■ WORK TO DO: Can you summarize the excerpt on the Winner testimony in two sentences?

■ ARTICLE:
========================================

We now turn to the Winner testimony. We consider the defendants' claims in two groups.

A. Bruno and Chapas

Bruno entered a conditional guilty plea to one count of conspiracy in violation of the RICO statute at the close of the government case. The plea came before the Winner testimony was admitted, and Bruno was therefore not prejudiced by that testimony. Since we have found Bruno's other claims of legal error to be without merit, his conviction must be affirmed.

Unlike Bruno, Chapas was found guilty by the jury of violations of both 18 U.S.C. § 1962(c) and § 1962(d). But he was not mentioned in the Winner testimony and that testimony was not admitted against him for any purpose. Although Chapas argues that he was prejudiced by the spillover effect of Winner's testimony, our review of the record discloses no instance where such a spillover occurred.

========================================

■ LISTED RECORDS:
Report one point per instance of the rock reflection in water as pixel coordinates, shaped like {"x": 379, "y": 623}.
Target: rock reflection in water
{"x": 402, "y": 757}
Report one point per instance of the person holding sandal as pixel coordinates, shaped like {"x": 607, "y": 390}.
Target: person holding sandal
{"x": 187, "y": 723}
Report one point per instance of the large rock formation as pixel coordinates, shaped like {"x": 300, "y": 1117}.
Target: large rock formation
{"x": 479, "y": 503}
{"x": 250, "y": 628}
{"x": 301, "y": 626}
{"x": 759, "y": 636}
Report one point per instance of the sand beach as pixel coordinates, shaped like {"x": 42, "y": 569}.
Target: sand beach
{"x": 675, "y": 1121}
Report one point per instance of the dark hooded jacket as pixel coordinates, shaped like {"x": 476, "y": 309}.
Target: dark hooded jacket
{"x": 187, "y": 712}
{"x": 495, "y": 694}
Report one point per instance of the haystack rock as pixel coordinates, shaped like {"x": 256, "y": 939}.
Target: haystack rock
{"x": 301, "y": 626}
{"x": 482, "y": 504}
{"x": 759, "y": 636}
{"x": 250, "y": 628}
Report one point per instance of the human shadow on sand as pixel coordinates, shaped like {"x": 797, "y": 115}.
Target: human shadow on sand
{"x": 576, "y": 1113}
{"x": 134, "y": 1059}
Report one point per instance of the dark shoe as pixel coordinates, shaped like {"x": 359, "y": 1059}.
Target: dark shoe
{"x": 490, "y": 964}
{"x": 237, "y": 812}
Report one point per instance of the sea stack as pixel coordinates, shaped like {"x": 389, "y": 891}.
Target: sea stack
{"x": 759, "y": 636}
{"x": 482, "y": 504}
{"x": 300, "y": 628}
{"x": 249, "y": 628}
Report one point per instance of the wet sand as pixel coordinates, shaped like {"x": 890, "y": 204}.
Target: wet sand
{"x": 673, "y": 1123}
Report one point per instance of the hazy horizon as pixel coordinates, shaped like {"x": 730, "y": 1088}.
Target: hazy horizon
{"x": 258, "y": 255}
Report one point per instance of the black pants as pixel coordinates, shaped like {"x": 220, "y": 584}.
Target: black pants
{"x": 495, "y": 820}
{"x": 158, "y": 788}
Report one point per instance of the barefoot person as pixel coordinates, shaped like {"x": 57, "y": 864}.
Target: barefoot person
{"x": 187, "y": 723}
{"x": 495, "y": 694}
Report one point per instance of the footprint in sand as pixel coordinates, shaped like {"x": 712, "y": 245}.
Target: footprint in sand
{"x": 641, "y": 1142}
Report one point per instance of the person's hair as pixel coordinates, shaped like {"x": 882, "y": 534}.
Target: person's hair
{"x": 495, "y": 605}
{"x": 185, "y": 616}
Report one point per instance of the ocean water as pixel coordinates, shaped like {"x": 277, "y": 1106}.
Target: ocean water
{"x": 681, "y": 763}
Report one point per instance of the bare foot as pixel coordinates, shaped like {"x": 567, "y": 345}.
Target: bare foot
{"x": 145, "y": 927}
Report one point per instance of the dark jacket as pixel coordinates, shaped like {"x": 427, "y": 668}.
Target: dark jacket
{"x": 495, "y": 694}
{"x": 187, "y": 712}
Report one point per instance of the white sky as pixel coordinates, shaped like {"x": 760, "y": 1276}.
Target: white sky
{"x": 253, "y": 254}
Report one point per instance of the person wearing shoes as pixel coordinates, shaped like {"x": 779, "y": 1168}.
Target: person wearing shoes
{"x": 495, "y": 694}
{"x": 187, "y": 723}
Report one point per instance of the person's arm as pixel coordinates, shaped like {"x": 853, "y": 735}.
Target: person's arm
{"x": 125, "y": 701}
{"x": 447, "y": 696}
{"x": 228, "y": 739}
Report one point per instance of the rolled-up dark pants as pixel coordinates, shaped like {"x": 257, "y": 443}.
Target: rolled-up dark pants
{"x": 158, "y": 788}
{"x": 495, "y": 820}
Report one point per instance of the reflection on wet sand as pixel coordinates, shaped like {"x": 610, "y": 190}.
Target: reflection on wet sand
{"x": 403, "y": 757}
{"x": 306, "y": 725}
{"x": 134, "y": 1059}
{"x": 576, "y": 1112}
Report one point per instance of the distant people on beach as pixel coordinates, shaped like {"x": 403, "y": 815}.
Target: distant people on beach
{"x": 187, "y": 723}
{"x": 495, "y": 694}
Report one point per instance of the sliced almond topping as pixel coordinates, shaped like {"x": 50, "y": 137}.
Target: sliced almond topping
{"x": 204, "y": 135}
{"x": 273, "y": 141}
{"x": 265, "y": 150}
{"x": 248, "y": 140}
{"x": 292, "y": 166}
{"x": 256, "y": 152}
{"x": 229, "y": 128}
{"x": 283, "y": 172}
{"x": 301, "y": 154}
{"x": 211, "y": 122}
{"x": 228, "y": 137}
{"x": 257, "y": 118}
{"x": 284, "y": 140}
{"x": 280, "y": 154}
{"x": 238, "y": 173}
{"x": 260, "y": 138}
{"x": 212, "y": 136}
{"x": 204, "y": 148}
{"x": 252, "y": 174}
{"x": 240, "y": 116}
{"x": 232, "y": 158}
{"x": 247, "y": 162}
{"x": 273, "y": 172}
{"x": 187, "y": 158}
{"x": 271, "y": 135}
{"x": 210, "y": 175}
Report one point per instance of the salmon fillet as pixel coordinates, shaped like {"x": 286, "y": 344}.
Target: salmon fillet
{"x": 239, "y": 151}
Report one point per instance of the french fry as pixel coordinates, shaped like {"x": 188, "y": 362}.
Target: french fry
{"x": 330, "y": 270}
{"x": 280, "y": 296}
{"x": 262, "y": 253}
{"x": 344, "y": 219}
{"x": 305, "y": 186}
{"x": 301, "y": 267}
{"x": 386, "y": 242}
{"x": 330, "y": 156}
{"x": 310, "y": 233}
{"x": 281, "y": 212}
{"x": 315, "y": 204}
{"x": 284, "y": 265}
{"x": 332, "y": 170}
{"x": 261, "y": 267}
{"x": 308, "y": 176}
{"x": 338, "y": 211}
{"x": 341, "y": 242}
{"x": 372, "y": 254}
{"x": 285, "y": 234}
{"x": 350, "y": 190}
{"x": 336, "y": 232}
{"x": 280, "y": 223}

========================================

■ RESULT OF THE TASK: Bruno's conditional guilty plea to one RICO conspiracy count came before the Winner testimony was admitted, so he was not prejudiced by it, and because his other claims of legal error lack merit, his conviction must be affirmed. The jury convicted Chapas under both 18 U.S.C. § 1962(c) and § 1962(d), but the Winner testimony did not mention him and was not admitted against him, and the record shows no instance of the spillover effect he claims.